**WHAT THE TASK ASKS:** Reproduce verbatim the rows between the line holding "Where can the" and the line holding "(1171, 116)", inclusive.

**DATA PROVIDED:**
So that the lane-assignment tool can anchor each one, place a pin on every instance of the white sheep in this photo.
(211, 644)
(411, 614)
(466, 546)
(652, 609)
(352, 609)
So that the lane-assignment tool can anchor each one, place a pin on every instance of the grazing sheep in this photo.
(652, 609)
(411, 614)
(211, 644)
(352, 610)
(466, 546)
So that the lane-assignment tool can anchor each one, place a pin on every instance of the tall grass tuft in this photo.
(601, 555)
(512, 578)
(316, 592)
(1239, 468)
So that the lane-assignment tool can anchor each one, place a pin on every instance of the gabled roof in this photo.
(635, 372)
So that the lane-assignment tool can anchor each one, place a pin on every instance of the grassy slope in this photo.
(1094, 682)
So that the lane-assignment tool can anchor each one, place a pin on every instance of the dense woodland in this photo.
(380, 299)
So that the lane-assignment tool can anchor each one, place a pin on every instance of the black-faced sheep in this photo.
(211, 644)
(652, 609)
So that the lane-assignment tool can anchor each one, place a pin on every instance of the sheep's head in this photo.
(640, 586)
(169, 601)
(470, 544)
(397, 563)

...

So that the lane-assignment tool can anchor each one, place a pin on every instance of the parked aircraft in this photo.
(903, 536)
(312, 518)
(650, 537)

--

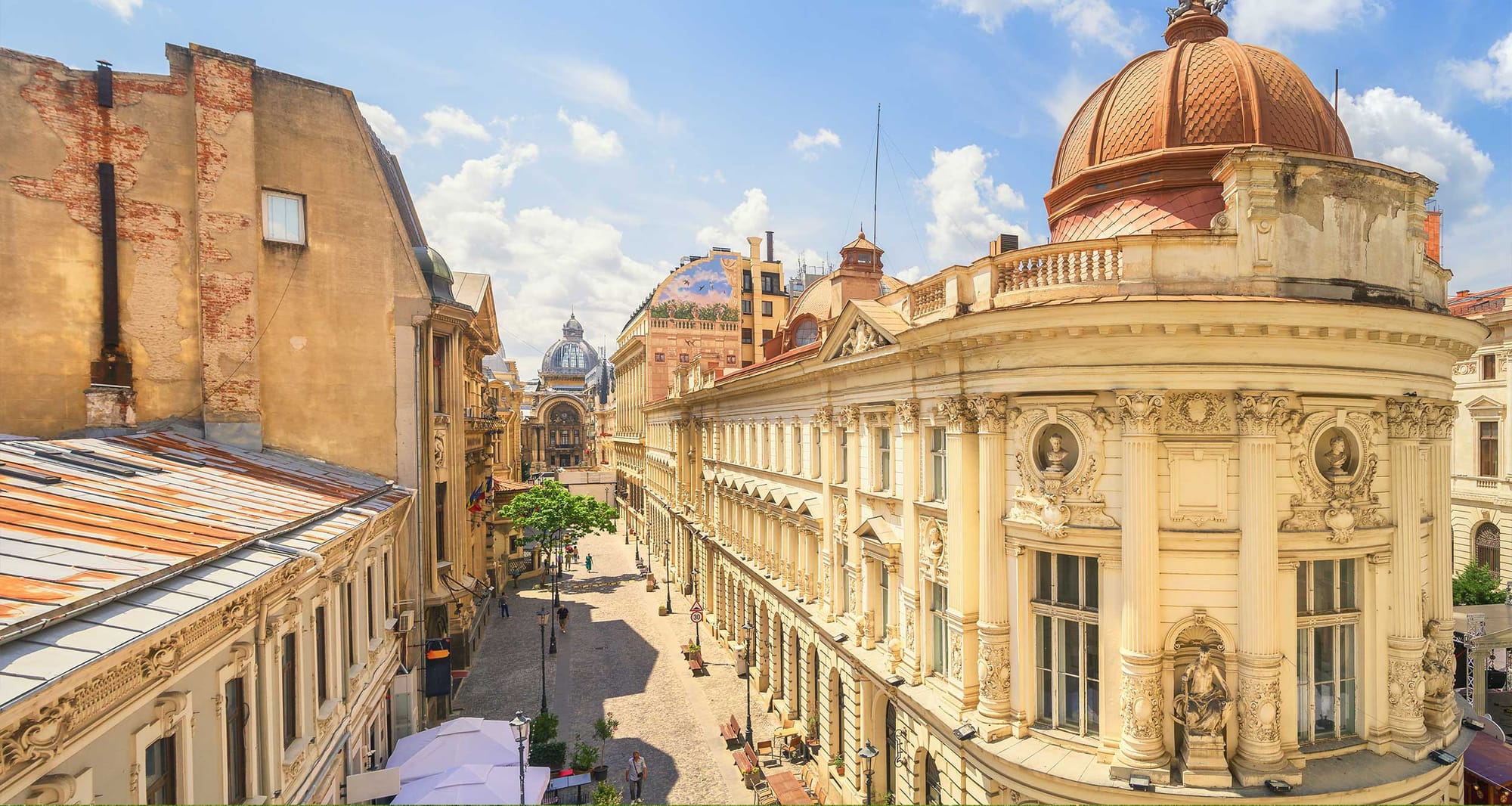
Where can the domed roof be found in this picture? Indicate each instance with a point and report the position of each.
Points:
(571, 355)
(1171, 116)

**WRITTEN RESPONSE:**
Where can the domed roof be found in this picture? Indicate each instance with a point and report the position of each.
Points:
(571, 355)
(1171, 116)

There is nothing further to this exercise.